EJERCICIO PROPUESTO: Copia de nuevo todas las filas siguientes y cambia "pixel marker" por "coordinate marker" en cada una de ellas. No modifiques nada más.
*** DATOS PROPORCIONADOS
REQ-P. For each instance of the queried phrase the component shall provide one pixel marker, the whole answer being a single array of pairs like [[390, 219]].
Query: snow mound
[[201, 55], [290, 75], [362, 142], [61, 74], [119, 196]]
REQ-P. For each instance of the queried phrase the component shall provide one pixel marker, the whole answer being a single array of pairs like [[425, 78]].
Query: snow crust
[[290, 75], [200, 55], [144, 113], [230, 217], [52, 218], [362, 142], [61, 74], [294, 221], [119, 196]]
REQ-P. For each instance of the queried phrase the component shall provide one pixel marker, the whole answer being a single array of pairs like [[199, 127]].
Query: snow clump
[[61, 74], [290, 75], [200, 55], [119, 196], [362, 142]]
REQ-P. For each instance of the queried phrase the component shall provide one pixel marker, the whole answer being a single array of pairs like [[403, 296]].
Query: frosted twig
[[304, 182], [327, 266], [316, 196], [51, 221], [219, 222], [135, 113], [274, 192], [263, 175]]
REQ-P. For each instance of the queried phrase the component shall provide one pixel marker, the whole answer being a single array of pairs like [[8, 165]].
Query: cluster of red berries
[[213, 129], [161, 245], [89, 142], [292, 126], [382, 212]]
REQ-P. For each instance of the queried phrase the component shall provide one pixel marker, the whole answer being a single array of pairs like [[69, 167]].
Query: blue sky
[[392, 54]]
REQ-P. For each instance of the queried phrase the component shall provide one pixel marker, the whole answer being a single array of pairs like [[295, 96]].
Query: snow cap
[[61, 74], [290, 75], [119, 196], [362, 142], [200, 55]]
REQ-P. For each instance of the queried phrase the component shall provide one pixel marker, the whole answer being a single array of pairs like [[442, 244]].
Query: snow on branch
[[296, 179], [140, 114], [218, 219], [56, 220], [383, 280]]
******
RESPUESTA DEL EJERCICIO:
REQ-P. For each instance of the queried phrase the component shall provide one coordinate marker, the whole answer being a single array of pairs like [[390, 219]].
Query: snow mound
[[201, 55], [290, 75], [362, 142], [61, 74], [119, 196]]
REQ-P. For each instance of the queried phrase the component shall provide one coordinate marker, the whole answer being a single array of pairs like [[425, 78]].
Query: snow crust
[[290, 75], [200, 55], [144, 113], [230, 217], [52, 218], [362, 142], [61, 74], [294, 221], [119, 196]]
REQ-P. For each instance of the queried phrase the component shall provide one coordinate marker, the whole answer being a single array of pairs like [[199, 127]].
Query: snow clump
[[61, 74], [290, 75], [200, 55], [119, 196], [362, 142]]
REQ-P. For each instance of the queried phrase the component shall provide one coordinate marker, the whole answer being a single array of pairs like [[403, 296]].
Query: frosted twig
[[304, 182], [327, 266], [316, 196], [51, 221], [219, 222], [135, 113], [274, 192], [263, 175]]
REQ-P. For each instance of the queried phrase the component shall provide one coordinate marker, the whole answer being a single array of pairs like [[8, 165]].
Query: cluster of red berries
[[213, 129], [161, 245], [89, 142], [292, 126], [382, 212]]
REQ-P. For each instance of the queried phrase the component shall provide one coordinate marker, the whole answer being a single array of pairs like [[69, 167]].
Query: blue sky
[[392, 54]]
REQ-P. For each instance of the queried phrase the component shall provide one coordinate marker, the whole answer being a single array of pairs like [[295, 96]].
Query: snow cap
[[61, 74], [290, 75], [119, 196], [362, 142], [200, 55]]
REQ-P. For each instance of the queried phrase the component shall provide one coordinate marker, the whole answer being a single array of pairs like [[442, 244]].
Query: snow on branch
[[296, 179], [140, 114], [218, 219], [56, 220], [383, 280]]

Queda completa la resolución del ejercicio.